任务说明 1 — 下面三句话和这篇讲消费外部 Agent 的文章说的一致吗?(a) 消费 A2A Agent 跟调用普通 HTTP API 没有区别;(b) 基础配置里,请求失败会重试 3 次,每次间隔 1 秒;(c) 文中提到 A2A 适合长连接复用。每句回答"是"或"否",并原样引用文章里起决定作用的词句。
任务说明 2 — 从这篇讲消费外部 Agent 的文章中摘出“Consuming:消费外部 Agent”和“本文将深入讲解如何构建生产级的 A2A 消费端,从基础调用到高级模式。”之间的文字,两头都包括在内,一字不改。
##### 原文节选
Consuming:消费外部 Agent

消费外部 Agent 是多 Agent 系统的核心能力。与调用普通 HTTP API 不同,消费 A2A Agent 需要处理异步任务、流式响应、错误重试、超时控制等复杂语义。一个健壮的 A2A Client 不仅要能发送请求,还要能管理任务生命周期、处理网络分区、实现熔断降级。

本文将深入讲解如何构建生产级的 A2A 消费端,从基础调用到高级模式。


创建 Client:连接管理的基础

基础 Client 配置

package main

import (
    "context"
    "crypto/tls"
    "fmt"
    "log"
    "net"
    "net/http"
    "time"
    
    "google.golang.org/adk/a2a/client"
)

func createClient() (*a2aclient.Client, error) {
    ctx := context.Background()
    
    // 自定义 HTTP Transport(生产级配置)
    transport := &http.Transport{
        // 连接池配置
        MaxIdleConns:        100,              // 最大空闲连接数
        MaxIdleConnsPerHost: 10,               // 每个主机的最大空闲连接
        MaxConnsPerHost:     50,               // 每个主机的最大连接数
        IdleConnTimeout:     90 * time.Second, // 空闲连接超时
        
        // TLS 配置
        TLSClientConfig: &tls.Config{
            MinVersion: tls.VersionTLS12,
            // 生产环境:验证服务器证书
            InsecureSkipVerify: false,
        },
        
        // 连接超时
        DialContext: (&net.Dialer{
            Timeout:   5 * time.Second,  // 连接超时
            KeepAlive: 30 * time.Second, // TCP KeepAlive
        }).DialContext,
        
        // 响应头超时
        ResponseHeaderTimeout: 10 * time.Second,
        
        // 期望 100-continue 超时
        ExpectContinueTimeout: 1 * time.Second,
        
        // 强制使用 HTTP/2
        ForceAttemptHTTP2: true,
    }
    
    client, err := a2aclient.New(ctx,
        a2aclient.WithURL("https://python-agent.example.com/a2a"),
        a2aclient.WithHTTPClient(&http.Client{
            Transport: transport,
            Timeout:   30 * time.Second, // 总请求超时
        }),
        a2aclient.WithAPIKey("production-api-key"),
        a2aclient.WithRetry(3, time.Second), // 失败重试 3 次,间隔 1s
        a2aclient.WithRequestTimeout(30*time.Second),
    )
    if err != nil {
        return nil, fmt.Errorf("failed to create client: %w", err)
    }
    
    return client, nil
}

连接池优化

A2A Client 的连接池配置直接影响性能:

// 高并发场景下的 Transport 配置
transport := &http.Transport{
    // 大量并发时,增加连接池大小
    MaxIdleConns:        500,
    MaxIdleConnsPerHost: 100,
    MaxConnsPerHost:     200,
    
    // 长连接保持时间(A2A 适合长连接复用)
    IdleConnTimeout:     5 * time.Minute,
    
    // 禁用压缩(如果 Agent 返回大量文本,压缩反而增加 CPU)
##########
##### 存储数据
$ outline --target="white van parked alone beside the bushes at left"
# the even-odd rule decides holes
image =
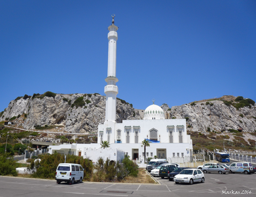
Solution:
[[[82,183],[83,167],[79,164],[61,163],[58,165],[55,180],[58,184],[62,181],[73,184],[75,181]]]

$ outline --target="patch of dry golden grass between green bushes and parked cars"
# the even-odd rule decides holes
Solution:
[[[128,176],[125,180],[120,181],[121,183],[156,183],[150,175],[147,174],[145,169],[139,169],[137,177]]]

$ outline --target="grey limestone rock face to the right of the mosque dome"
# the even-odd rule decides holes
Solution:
##########
详细解答 1 —
(a) 否:"与调用普通 HTTP API 不同,消费 A2A Agent 需要处理异步任务、流式响应、错误重试、超时控制等复杂语义"
(b) 是:"失败重试 3 次,间隔 1s"
(c) 是:"A2A 适合长连接复用"

详细解答 2 —
Consuming:消费外部 Agent

消费外部 Agent 是多 Agent 系统的核心能力。与调用普通 HTTP API 不同,消费 A2A Agent 需要处理异步任务、流式响应、错误重试、超时控制等复杂语义。一个健壮的 A2A Client 不仅要能发送请求,还要能管理任务生命周期、处理网络分区、实现熔断降级。

本文将深入讲解如何构建生产级的 A2A 消费端,从基础调用到高级模式。